- _CEK PEMAHAMAN_
[1] Menurut kutipan tentang masjid, apa yang ditunjukkan oleh kata (للهِ) dalam firman Allah tentang masjid-masjid?
[2] Dalam kutipan tentang masjid, masjid apa yang dimaksud dengan al-Bait-ul-‘Atīq?
[3] Tuliskan semua kalimat berbahasa Arab yang dikutip sebagai firman Allah atau sebagai riwayat dan sabda Nabi dalam kutipan tentang masjid.

- _KUTIPAN DOKUMEN_

Namun dari keseluruhan pendapat ini, yang paling diunggulkan in syā’ Allāh adalah pendapat yang paling pertama, yaitu pendapat yang juga diriwayatkan dari Ibnu ‘Abbās.

 

Kedua: Firman Allah s.w.t.: (وَ أَنَّ الْمَسَاجِدَ للهِ) “Dan sesungguhnya masjid-masjid itu adalah kepunyaan Allah.” Kata (للهِ) pada ayat ini juga mengisyaratkan akan kesucian dan penghormatan yang berlebih untuk kata masājid.

Kemudian pada ayat yang lain lebih dispesifikasikan kepada al-Bait-ul-‘Atīq (yakni masjid-il-ḥarām), yaitu pada firman Allah s.w.t.: (وَ طَهِّرْ بَيْتِيَ) “Dan sucikanlah rumah-Ku ini.” (2624).

Sebuah riwayat dari Nabi s.a.w. menyebutkan:

لَا تُعْمَلُ الْمَطِيُّ إِلَّا إِلَى ثَلَاثَةِ مَسَاجِدَ.

Janganlah menggunakan kendaraan (onta) untuk bepergian kecuali ke tiga masājid.” (2635). Hadits ini diriwayatkan oleh para imam hadits, yang telah kami sebutkan matannya secara lengkap dan juga pembahasannya sebelum ini.

Dan Nabi s.a.w. juga pernah bersabda:

صَلَاةٌ فِيْ مَسْجِدِيْ هذَا خَيْرٌ مِنْ أَلْفِ صَلَاةٍ فِيْمَا سِوَاهُ إِلَّا الْمَسْجِدَ الْحَرَامَ.

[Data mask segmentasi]

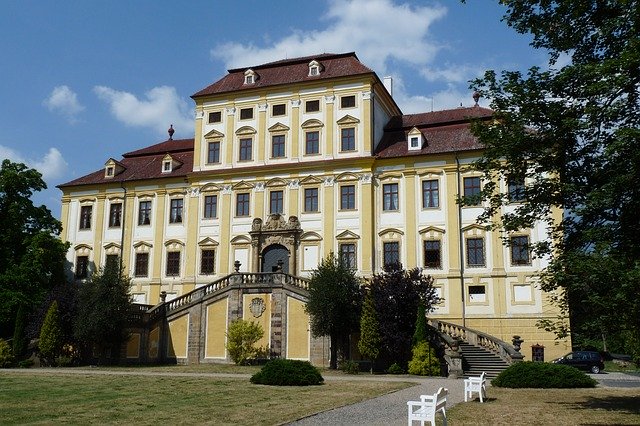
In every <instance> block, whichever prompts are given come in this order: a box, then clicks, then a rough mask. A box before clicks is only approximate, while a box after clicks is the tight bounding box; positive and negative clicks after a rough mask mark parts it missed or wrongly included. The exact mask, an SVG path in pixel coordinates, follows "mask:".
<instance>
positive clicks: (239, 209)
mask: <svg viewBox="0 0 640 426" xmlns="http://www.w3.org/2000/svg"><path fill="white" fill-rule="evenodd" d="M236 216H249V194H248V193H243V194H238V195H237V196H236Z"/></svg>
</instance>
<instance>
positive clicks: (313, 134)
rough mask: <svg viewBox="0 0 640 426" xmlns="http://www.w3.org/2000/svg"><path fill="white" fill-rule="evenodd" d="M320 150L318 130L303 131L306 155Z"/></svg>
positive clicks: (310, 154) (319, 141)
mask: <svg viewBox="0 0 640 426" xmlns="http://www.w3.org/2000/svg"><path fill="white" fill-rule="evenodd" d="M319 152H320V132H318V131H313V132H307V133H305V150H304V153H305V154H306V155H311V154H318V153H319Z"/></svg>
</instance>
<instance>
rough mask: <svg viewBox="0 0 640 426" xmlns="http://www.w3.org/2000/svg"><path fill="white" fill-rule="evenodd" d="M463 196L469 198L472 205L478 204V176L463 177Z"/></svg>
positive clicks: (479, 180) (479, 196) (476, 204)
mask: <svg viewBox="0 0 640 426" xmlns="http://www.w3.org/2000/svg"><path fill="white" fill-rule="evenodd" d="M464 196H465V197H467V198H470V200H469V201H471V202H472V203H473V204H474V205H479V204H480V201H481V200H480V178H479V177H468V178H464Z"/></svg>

- _JAWABAN KAMU_
[1] Kata (للهِ) dalam ayat itu menunjukkan kesucian masjid-masjid. Kata itu juga menunjukkan penghormatan yang berlebih untuk kata masājid.

[2] Masjid-il-ḥarām.

[3]
- وَ أَنَّ الْمَسَاجِدَ للهِ
- وَ طَهِّرْ بَيْتِيَ
- لَا تُعْمَلُ الْمَطِيُّ إِلَّا إِلَى ثَلَاثَةِ مَسَاجِدَ.
- صَلَاةٌ فِيْ مَسْجِدِيْ هذَا خَيْرٌ مِنْ أَلْفِ صَلَاةٍ فِيْمَا سِوَاهُ إِلَّا الْمَسْجِدَ الْحَرَامَ.